> [Task instructions]
Once the records below have been read, copy them all out exactly.

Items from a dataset
---
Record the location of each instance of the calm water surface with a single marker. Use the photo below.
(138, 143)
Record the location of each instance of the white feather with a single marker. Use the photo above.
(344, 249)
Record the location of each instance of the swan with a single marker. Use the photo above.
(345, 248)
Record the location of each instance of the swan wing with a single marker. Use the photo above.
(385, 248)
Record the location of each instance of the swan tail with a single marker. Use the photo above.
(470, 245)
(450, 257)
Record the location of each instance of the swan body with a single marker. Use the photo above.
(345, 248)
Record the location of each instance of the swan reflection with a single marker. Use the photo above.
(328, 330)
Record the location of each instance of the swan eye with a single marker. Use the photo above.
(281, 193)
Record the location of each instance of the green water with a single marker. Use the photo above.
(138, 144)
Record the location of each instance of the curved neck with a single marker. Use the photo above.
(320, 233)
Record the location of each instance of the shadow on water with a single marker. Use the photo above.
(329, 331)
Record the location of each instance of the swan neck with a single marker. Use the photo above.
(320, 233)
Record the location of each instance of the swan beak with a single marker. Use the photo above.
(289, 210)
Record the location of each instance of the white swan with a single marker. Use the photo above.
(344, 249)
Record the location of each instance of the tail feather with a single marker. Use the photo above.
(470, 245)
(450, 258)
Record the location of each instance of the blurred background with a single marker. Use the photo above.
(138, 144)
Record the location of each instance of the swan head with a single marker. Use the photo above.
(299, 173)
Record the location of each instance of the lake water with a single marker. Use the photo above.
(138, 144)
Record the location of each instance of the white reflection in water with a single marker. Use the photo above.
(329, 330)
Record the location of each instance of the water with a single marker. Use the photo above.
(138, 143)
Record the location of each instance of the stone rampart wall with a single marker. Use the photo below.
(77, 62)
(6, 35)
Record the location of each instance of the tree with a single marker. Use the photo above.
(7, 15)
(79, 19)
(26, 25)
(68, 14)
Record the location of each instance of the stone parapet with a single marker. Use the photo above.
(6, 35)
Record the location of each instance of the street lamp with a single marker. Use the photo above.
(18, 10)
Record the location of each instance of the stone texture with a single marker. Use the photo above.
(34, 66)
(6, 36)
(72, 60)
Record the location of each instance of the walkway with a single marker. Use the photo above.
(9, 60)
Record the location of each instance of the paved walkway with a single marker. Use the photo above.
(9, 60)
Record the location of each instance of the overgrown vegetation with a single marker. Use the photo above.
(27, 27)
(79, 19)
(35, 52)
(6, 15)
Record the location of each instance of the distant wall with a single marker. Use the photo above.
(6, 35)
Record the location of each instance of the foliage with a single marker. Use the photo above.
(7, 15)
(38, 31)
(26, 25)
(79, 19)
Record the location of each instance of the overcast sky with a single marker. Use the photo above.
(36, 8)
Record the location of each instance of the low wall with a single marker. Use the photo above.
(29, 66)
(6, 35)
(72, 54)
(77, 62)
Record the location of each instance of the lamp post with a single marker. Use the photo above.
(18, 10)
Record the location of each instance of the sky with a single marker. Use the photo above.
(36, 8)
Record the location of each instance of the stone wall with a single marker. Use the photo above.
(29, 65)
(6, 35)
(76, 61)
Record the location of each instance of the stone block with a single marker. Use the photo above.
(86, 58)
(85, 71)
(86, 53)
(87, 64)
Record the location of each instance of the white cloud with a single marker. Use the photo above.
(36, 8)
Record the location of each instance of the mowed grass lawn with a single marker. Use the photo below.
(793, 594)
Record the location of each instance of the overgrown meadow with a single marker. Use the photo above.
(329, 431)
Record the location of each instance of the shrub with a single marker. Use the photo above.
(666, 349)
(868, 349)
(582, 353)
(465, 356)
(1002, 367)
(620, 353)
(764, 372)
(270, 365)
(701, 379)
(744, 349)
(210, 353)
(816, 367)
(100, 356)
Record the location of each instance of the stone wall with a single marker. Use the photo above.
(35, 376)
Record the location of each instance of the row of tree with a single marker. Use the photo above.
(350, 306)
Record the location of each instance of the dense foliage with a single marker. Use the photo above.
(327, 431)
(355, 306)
---
> [Output below]
Record the location of each instance of the calm water surface with a single marker. Use the photo below.
(138, 143)
Record the location of each instance of the white feather with a single marker. Use the photo above.
(344, 249)
Record the location of each instance of the swan with a single marker. Use the photo above.
(345, 248)
Record the location of each instance of the swan wing with a single marker. Use the photo above.
(385, 248)
Record the location of each instance of the swan tail with a single marker. Use the photo above.
(470, 245)
(450, 257)
Record the location of each instance of the swan body with a single marker. Use the photo above.
(345, 248)
Record the location of each instance of the swan reflection with a single marker. Use the photo above.
(328, 330)
Record the location of each instance of the swan eye with a single marker. Use the photo above.
(281, 193)
Record the location of each instance of the green water with a single marker. Use the photo above.
(138, 144)
Record the location of each instance of the curved neck with a single marker. Use the photo above.
(320, 233)
Record the location of each instance of the shadow on water with a single marker. Use the photo above.
(329, 331)
Record the location of each instance of the swan neck with a single marker. Use the photo above.
(320, 233)
Record the location of each instance of the swan beak with a single marker. Use the photo above.
(289, 210)
Record the location of each instance of the white swan with a single marker. Use the photo above.
(344, 249)
Record the location of each instance of the tail feather with a single marker. Use the photo above.
(470, 245)
(450, 258)
Record the location of each instance of the blurred background with a single marker. Use the photo above.
(138, 144)
Record the location of each instance of the swan head with a single marker. Use the photo above.
(299, 173)
Record the location of each instance of the lake water with a single marker. Use the photo above.
(138, 144)
Record the location of each instance of the white reflection in water with a single marker. Use the photo above.
(329, 330)
Record the location of each instance of the water with a single marker. Use the photo above.
(138, 143)
Record the location of each instance of the stone rampart wall with a single marker. Use the photo below.
(77, 62)
(6, 35)
Record the location of each instance of the tree with a single marker. Use the photo above.
(7, 15)
(79, 19)
(26, 25)
(68, 14)
Record the location of each instance of the stone parapet with a single marker. Use the photo above.
(6, 35)
Record the location of each instance of the street lamp with a single marker. Use the photo above.
(18, 10)
Record the location of each instance of the stone texture with a single marker. Use the photo above.
(34, 66)
(6, 36)
(72, 60)
Record the location of each instance of the walkway with a single marker. Use the photo above.
(9, 60)
Record the location of each instance of the paved walkway with a single marker. Use the photo above.
(9, 60)
Record the location of each instance of the overgrown vegetation with a single marker. Use the photo above.
(27, 27)
(79, 19)
(35, 52)
(6, 15)
Record the location of each instance of the distant wall with a single marker. Use the photo above.
(6, 35)
Record the location of each instance of the foliage with a single marker. Use the photo above.
(7, 15)
(38, 31)
(26, 25)
(79, 19)
Record the location of each instance of the overcast sky with a single marker. Use the photo above.
(36, 8)
Record the location of each instance of the low wall with a single marker. Use the photo above.
(29, 66)
(6, 35)
(72, 54)
(77, 62)
Record the location of each instance of the lamp post with a single marker. Use the photo above.
(18, 10)
Record the location of each instance of the sky with a single marker. Use the photo above.
(36, 8)
Record the location of each instance of the stone wall with a single marker. Use the photo above.
(29, 65)
(6, 35)
(76, 61)
Record the location of each instance of the stone block with a single marker. Use the photo above.
(86, 58)
(85, 71)
(86, 53)
(87, 64)
Record the location of each instance of the white cloud with a single marker. Use the photo above.
(36, 8)
Record the location of each instance of the mowed grass lawn with a single marker. Use the photo below.
(793, 594)
Record the location of each instance of the overgrown meadow with a single marker. Use the photo above.
(329, 431)
Record the location of each instance of the shrub with a single marker. Use the photo above.
(666, 349)
(868, 349)
(582, 353)
(465, 356)
(1002, 367)
(620, 353)
(764, 372)
(270, 365)
(701, 379)
(744, 349)
(210, 353)
(816, 367)
(100, 356)
Record the location of each instance of the stone wall with a single marker. Use the photo above.
(35, 376)
Record the location of each instance of the row of tree with a single marker. Use the photo above.
(350, 306)
Record the location of each instance of the dense foliage with a single marker. Use the photo above.
(327, 431)
(355, 306)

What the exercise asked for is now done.